TASK TO CARRY OUT -
Isolate every line in the records below with "black" in it.

———

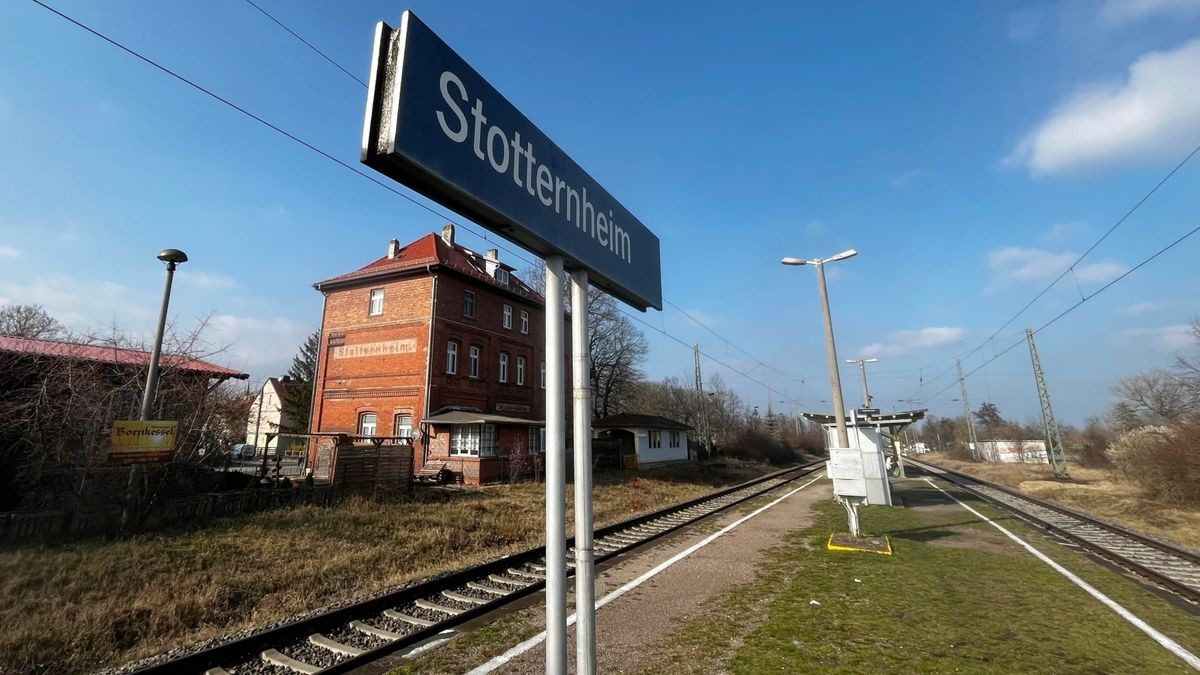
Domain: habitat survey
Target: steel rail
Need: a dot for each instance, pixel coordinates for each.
(652, 526)
(1186, 581)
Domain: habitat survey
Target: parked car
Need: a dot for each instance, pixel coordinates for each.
(243, 451)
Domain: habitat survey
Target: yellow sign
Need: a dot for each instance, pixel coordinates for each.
(142, 441)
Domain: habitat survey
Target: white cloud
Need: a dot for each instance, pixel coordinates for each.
(1139, 309)
(1149, 117)
(259, 346)
(1024, 25)
(909, 177)
(1120, 12)
(1167, 338)
(1015, 264)
(905, 341)
(204, 280)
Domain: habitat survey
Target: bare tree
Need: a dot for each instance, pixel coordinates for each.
(29, 321)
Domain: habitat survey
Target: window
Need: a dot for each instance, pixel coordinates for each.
(376, 302)
(473, 440)
(367, 424)
(402, 425)
(537, 441)
(473, 362)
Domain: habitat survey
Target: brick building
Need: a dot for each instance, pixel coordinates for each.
(441, 344)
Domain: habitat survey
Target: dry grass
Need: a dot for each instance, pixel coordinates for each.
(81, 607)
(1101, 493)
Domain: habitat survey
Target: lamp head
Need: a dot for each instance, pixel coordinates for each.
(172, 256)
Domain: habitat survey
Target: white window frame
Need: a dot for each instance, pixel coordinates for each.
(473, 356)
(369, 430)
(397, 429)
(473, 440)
(375, 304)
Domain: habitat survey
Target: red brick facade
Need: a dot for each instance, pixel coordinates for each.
(387, 338)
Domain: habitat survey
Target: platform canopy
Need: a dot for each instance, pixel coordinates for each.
(466, 417)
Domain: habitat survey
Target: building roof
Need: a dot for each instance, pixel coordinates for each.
(433, 250)
(467, 417)
(628, 419)
(118, 356)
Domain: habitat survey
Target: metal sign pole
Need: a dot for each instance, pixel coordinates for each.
(585, 568)
(556, 473)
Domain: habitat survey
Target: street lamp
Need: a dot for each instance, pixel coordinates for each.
(834, 376)
(862, 368)
(172, 257)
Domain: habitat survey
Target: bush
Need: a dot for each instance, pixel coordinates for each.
(1164, 461)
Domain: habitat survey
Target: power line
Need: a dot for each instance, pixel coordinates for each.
(1077, 305)
(310, 45)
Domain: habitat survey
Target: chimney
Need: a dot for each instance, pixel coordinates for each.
(492, 261)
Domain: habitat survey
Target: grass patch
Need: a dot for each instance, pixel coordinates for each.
(957, 596)
(1101, 493)
(85, 605)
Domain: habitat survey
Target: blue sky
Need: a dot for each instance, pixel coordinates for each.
(969, 151)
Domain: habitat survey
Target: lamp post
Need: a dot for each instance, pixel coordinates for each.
(831, 348)
(173, 257)
(862, 368)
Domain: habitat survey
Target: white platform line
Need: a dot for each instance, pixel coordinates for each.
(1171, 645)
(541, 637)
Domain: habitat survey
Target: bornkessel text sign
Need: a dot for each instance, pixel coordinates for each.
(135, 442)
(436, 125)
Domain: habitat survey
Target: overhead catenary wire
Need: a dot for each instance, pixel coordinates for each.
(1073, 308)
(354, 169)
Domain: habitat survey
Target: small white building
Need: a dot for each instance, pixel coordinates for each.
(269, 414)
(1013, 452)
(649, 437)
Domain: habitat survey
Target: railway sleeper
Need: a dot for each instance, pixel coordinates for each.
(363, 627)
(333, 645)
(407, 619)
(463, 598)
(277, 658)
(487, 589)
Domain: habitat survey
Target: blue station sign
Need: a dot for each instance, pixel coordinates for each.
(436, 125)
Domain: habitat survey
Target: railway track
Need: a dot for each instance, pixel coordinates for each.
(1170, 567)
(348, 637)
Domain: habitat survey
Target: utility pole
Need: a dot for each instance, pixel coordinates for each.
(1054, 441)
(966, 406)
(703, 404)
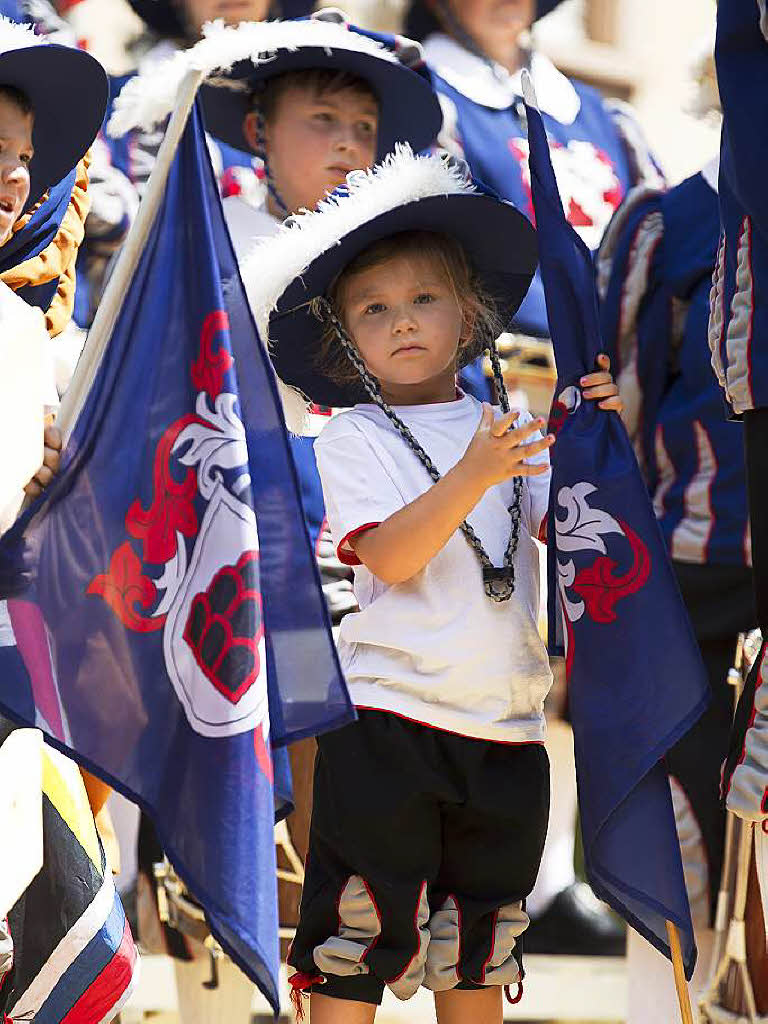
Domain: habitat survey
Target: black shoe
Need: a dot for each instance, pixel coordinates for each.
(576, 924)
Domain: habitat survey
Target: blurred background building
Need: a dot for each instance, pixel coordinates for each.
(643, 51)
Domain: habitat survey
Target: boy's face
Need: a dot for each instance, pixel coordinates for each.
(232, 11)
(15, 156)
(314, 139)
(406, 321)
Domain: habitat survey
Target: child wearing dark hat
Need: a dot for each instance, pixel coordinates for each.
(430, 811)
(43, 204)
(314, 99)
(52, 101)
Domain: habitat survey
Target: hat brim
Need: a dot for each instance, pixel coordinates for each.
(68, 90)
(499, 241)
(164, 18)
(409, 110)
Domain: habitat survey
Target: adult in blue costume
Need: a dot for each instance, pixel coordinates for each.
(654, 272)
(476, 51)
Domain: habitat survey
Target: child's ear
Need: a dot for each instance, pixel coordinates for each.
(251, 129)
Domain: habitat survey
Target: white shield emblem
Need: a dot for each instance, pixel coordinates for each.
(213, 637)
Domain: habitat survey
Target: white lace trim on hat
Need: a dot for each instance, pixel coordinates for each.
(401, 177)
(17, 37)
(148, 97)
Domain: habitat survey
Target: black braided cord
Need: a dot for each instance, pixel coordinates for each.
(499, 582)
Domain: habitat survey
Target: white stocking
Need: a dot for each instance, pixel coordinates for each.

———

SOLUTION -
Target: black shoe
Target: black braided cord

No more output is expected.